**** SUPPLIED ENTRIES ****

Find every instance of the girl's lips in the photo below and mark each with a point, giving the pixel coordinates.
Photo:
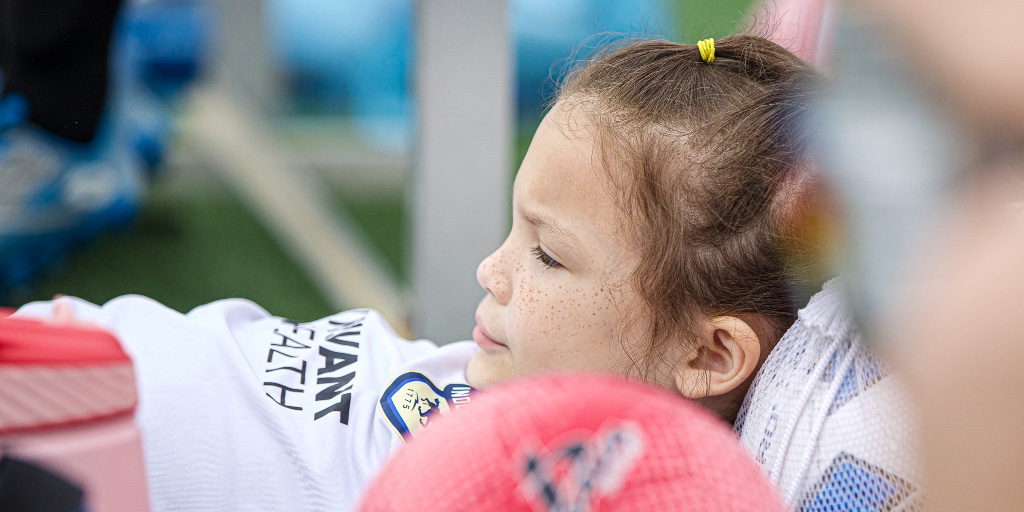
(483, 340)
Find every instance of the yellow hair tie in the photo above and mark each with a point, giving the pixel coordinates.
(707, 47)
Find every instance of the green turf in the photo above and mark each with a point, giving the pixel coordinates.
(186, 250)
(193, 246)
(704, 18)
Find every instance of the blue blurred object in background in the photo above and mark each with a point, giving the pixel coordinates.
(351, 57)
(60, 194)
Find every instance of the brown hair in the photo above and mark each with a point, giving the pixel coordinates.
(711, 161)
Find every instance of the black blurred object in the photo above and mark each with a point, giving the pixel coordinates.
(56, 53)
(27, 487)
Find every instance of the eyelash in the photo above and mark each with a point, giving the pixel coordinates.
(545, 259)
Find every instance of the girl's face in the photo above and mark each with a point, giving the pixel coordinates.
(558, 289)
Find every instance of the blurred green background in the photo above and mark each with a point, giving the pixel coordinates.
(196, 242)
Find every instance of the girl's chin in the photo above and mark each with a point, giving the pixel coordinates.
(485, 370)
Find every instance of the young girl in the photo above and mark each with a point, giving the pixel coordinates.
(649, 220)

****

■ REQUIRED WORK ■
Give every line of the entries above as a Markdown table with the columns Row and Line, numbering the rows and skipping blank lines. Leave the pictures out.

■ TASK RESPONSE ■
| Row | Line |
|---|---|
| 1 | Find every instance of the girl's lips in the photo below and mark each with a point, giving the pixel coordinates. |
| 2 | Photo: |
| 3 | (483, 340) |
| 4 | Find every instance of the yellow hair tie in the photo above and mark each with a point, giving the pixel coordinates. |
| 5 | (707, 47) |
| 6 | Find every instance of the green turf in the photo above and mark each with a point, giving the pixel coordinates. |
| 7 | (186, 250) |
| 8 | (193, 246) |
| 9 | (704, 18) |
| 10 | Find every instance of the blue blurred object in background in the photo above and mark each with a point, giving the pixel coordinates. |
| 11 | (351, 57) |
| 12 | (60, 194) |
| 13 | Find every instance of the brown hair in the photo above and mark each with a point, giving the pixel coordinates. |
| 14 | (711, 161) |
| 15 | Find every instance of the black blurred object in the photo above and mark each with a point, giving the pixel coordinates. |
| 16 | (56, 53) |
| 17 | (27, 487) |
| 18 | Find every instance of the eyelash in the photo above and mark each with a point, giving the pixel coordinates. |
| 19 | (545, 259) |
| 20 | Find every instance of the girl's face in the photo above and mark each with a point, giving the pixel coordinates. |
| 21 | (558, 289) |
| 22 | Find every instance of the blurred green background in the photo above and mark each with a point, giving the pixel coordinates. |
| 23 | (196, 242) |
| 24 | Find every instance of the girl's chin in the photo above and mark each with a point, giving the pixel coordinates. |
| 25 | (485, 370) |
| 26 | Find every instance of the young girl in the photo above and mark each with a point, giving the pixel coordinates. |
| 27 | (649, 220) |